[[ Source data open ]]

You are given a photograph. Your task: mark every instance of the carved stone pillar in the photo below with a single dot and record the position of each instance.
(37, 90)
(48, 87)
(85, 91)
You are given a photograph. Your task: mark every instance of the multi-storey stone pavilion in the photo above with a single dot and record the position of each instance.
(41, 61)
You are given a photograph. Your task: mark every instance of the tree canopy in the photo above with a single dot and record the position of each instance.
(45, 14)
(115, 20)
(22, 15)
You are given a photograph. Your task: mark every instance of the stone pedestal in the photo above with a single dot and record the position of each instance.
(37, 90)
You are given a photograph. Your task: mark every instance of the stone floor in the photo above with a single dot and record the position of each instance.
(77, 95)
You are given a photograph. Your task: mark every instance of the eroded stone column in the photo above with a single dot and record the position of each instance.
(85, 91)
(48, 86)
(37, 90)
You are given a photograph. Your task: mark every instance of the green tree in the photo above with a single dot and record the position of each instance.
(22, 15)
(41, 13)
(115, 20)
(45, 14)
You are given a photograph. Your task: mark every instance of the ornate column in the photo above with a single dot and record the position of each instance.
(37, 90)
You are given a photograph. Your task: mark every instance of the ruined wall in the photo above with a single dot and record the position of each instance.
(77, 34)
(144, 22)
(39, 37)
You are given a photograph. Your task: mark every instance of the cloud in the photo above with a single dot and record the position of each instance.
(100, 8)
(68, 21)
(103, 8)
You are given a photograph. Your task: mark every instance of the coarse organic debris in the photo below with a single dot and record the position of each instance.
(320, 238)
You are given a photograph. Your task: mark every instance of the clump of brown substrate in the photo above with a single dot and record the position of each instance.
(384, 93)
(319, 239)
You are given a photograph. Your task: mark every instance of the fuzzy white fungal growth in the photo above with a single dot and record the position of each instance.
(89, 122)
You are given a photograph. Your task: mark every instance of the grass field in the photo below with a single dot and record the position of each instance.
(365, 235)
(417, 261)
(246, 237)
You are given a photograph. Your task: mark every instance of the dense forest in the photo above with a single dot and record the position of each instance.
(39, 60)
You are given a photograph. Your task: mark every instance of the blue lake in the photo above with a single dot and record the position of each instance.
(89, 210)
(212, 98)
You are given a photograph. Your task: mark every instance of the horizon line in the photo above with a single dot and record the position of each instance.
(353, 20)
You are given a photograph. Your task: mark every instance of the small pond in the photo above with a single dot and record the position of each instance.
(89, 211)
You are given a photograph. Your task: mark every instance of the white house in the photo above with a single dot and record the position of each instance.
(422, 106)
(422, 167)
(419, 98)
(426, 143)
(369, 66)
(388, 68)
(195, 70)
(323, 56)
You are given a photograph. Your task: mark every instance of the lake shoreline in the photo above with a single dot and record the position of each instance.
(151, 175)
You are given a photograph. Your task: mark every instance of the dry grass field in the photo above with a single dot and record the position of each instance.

[[ Source data closed ]]

Everything in the listing must be returned word for word.

_Finished task_:
You are given a photograph. Your task: mark every instance of the carved stone pillar in the photo below with a single dot and record the position of each instance.
(37, 90)
(48, 87)
(85, 91)
You are given a photograph. Your task: mark every instance of the multi-storey stone pavilion in the photo above with a single dot and record the position of each instance.
(41, 61)
You are given a photograph. Your task: mark every instance of the tree canopy in the photo above with a single dot and record the position of each instance.
(45, 14)
(115, 20)
(22, 15)
You are given a photograph. Your task: mark every instance of the stone pedestal in the photo above with a single dot and record the position of each instance.
(37, 90)
You are given a photograph. Your task: mark every instance of the stone floor in the photo above with a single dot and record the position of each instance.
(77, 95)
You are given a photograph. Your task: mark every instance of the eroded stone column in the photo above with a single dot and record the position of each instance.
(85, 91)
(48, 86)
(37, 90)
You are given a photograph. Your task: mark every instance of the green tree in the photo above with a single dot and record the position of each instance.
(22, 15)
(41, 13)
(115, 20)
(45, 14)
You are given a photograph. Your task: mark every instance of the ornate column in the photo above with a single dot and record the position of each instance.
(37, 90)
You are given a photograph. Your task: mark every instance of the ruined wall in the photo above with a single dot and record the position of each instance.
(77, 34)
(144, 22)
(39, 37)
You are given a photograph. Your task: mark every instance of the cloud in the photo above with a single dot and record the position of each instance.
(100, 8)
(68, 21)
(103, 8)
You are given a photograph. Your task: mark every instance of the coarse organic debris in the photo below with a single dot and record the position of each instance.
(320, 238)
You are given a photograph. Your task: mark every instance of the clump of brown substrate in the photo above with a single dot and record the position of each instance.
(384, 93)
(319, 239)
You are given a photograph. Your task: mark every instance of the fuzzy white fungal growth in the photo above with a single dot and record the position of each instance.
(89, 122)
You are given a photograph. Your task: mark every instance of the grass field in the photo below with a single dot and record the position of each instance.
(365, 235)
(417, 261)
(246, 237)
You are given a photograph. Your task: mark every instance of the dense forest in the photo above with a single dot and record the position of each instance.
(39, 60)
You are given a photograph. Your task: mark every instance of the blue lake in the photo above with a single dot and record the position of each instance.
(89, 210)
(212, 98)
You are given a photograph. Your task: mark every instance of the horizon line in the photo above with a single dot and record the position of each instance.
(353, 20)
You are given a photograph. Your task: mark every instance of the small pond in the photo above with a single dot and record the position of each instance.
(89, 211)
You are given a photograph. Your task: mark every instance of the white house in the photo above with a single dot and record the position of each instance.
(422, 106)
(422, 167)
(419, 98)
(426, 143)
(369, 66)
(388, 68)
(195, 70)
(323, 56)
You are given a photograph. Your task: mark every instance of the lake shoreline in the photo above with a single dot and record the position of each instance.
(151, 175)
You are given a photograph. Your task: mark every instance of the dry grass field in the photo above with a single dot and record the position of each instance.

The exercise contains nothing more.